◆ Selected text
The evidence is somewhat voluminous, and, except as indicated above, is in sharp conflict, particularly with reference to whether the entire island area, at the time of Bode’s settlement, was a well-defined and permanent body of land. There was evidence tending to show that all the area south of the homestead and of the southwest quarter of section 13 constituted one permanent body of land covered with timber and undergrowth. It further tended to show that some of the timber was of considerable size at the time the Bode settlement was made, and that during the following years, as indicated by the stumps still upon the ground, some of it had been used for fuel or lumber. Some of the trees standing at the time of the trial were thirty inches in diameter. There was also evidence to the effect that at the time the Bode settlement was made the area A, B, C, was merely a gravel bar; that it did not appear above the water except at the low water season; and that there was no timber or undergrowth at all upon it at that time.

The plaintiff claims title to the area in controversy on the theory that it is an accretion to her homestead, and that her southern boundary is the thread of the stream in its present position. The action was commenced as,one in ejectment; the complaint being in the ordinary form, alleging title and right to possession in plaintiff and ouster by the defendants. The answer tendered issue by denials. It also alleged new matter in defense to which plaintiff made reply, but the issues in this connection were abandoned at the trial and do not require notice. The trial proceeded as though the action were one in equity to quiet plaintiff’s title. The court submitted special interrogatories to a jury, in response to which they returned findings. Counsel for plaintiff and defendants both moved the court to reject certain of these findings and to adopt others *489requested by them respectively. These motions were overruled. The court adopted some of the findings by the jury, made others, and concluded that the plaintiff was not entitled to any portion of the tract in controversy. It rendered judgment in favor of the defendants, declaring Rollwitz entitled to the possession of the area A, B, C, and Jones to the possession of the area X and Y. Plaintiff has appealed from the judgment in so far as it is favorable to Rollwitz. She has attempted to appeal also from the order rejecting certain findings of the jury, adopting others, and making further and additional findings and from the conclusions of law.

◆ Task A
Return each line of the entries below that contains the word "white".

◆ Records supplied
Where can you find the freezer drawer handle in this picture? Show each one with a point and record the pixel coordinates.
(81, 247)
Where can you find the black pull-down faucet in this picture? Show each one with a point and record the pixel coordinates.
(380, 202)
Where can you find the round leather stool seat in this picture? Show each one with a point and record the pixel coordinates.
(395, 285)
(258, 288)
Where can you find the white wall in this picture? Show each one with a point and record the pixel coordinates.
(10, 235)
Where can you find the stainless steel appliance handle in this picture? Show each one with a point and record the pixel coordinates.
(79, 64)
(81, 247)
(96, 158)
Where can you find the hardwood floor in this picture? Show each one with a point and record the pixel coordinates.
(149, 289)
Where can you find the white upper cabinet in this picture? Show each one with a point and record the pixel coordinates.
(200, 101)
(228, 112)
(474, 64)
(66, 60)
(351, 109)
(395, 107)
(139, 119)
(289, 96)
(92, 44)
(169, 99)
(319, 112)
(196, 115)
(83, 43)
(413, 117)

---

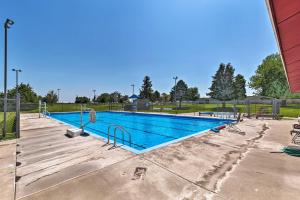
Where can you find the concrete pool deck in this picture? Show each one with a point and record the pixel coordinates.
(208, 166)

◆ Task B
Answer these questions from the passage on the land dispute, one answer per line:
(i) According to some of the evidence, what was area A, B, C at the time the Bode settlement was made?
(ii) How large in diameter were some of the trees standing at the time of the trial?
(iii) In whose favor did the court render judgment?

◆ Task response A
Where can you find the white wall in this picture? Show each one with a point and record the pixel coordinates.
Where can you find the white upper cabinet in this picture? Show each one with a point and record the pixel coordinates.

◆ Task response B
(i) Merely a gravel bar
(ii) Thirty inches
(iii) The defendants